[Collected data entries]
======

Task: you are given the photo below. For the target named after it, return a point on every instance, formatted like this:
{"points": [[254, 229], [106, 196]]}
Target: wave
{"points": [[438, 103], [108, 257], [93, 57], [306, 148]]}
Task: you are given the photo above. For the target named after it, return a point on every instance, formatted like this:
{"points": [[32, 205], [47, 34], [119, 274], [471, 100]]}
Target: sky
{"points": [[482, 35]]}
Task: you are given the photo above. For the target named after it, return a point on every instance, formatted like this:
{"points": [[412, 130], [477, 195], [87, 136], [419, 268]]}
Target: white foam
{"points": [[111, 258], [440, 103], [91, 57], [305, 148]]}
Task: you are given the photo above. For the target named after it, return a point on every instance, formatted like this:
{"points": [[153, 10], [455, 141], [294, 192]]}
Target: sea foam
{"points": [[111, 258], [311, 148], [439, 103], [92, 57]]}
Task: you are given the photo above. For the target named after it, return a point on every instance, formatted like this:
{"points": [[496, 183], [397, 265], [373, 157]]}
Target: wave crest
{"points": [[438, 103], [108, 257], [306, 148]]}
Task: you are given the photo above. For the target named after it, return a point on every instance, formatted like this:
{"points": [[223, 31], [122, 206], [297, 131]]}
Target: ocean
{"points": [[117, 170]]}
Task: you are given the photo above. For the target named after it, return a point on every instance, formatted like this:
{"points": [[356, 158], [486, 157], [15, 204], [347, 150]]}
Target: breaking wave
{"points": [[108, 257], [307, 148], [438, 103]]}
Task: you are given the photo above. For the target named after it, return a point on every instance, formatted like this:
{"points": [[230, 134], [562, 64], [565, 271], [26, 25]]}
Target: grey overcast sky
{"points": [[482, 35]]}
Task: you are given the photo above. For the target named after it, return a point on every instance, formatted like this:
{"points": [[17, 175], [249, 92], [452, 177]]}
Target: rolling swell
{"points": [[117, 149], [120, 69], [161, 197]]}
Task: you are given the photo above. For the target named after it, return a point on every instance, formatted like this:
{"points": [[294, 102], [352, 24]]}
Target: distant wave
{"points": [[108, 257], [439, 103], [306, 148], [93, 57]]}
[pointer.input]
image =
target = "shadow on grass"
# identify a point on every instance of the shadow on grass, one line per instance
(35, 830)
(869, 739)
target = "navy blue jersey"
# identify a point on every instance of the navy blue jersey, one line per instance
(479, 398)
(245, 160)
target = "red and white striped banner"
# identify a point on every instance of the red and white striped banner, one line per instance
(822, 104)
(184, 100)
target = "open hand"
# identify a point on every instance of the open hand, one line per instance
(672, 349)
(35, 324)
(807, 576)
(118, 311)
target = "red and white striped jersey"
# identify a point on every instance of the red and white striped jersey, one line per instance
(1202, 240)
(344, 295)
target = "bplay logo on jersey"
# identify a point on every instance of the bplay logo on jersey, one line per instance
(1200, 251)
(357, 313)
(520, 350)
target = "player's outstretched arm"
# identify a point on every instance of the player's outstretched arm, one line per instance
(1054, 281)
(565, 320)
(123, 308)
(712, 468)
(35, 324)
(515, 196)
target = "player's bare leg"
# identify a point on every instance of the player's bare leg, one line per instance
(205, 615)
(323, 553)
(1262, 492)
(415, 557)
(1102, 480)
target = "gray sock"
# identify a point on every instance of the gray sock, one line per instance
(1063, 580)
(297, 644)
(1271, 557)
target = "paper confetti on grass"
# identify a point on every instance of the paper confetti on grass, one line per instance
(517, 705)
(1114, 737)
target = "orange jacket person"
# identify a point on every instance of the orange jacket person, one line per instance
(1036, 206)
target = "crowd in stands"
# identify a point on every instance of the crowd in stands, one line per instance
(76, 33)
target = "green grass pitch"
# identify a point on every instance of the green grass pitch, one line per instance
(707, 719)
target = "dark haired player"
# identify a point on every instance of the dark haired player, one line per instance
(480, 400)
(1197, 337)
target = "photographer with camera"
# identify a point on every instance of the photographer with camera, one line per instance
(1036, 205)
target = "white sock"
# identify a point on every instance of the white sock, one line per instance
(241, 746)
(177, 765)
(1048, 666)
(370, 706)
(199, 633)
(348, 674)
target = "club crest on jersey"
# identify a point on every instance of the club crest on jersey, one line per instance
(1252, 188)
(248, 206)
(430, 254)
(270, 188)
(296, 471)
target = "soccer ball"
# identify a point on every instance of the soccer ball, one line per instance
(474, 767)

======

DIRECTIONS » Locate every line of the records above that contains the string "banner" and copy each such line.

EXERCISE ANSWER »
target = "red and white striped banner"
# identify a point on every instance of the red and white striped banner, one line per instance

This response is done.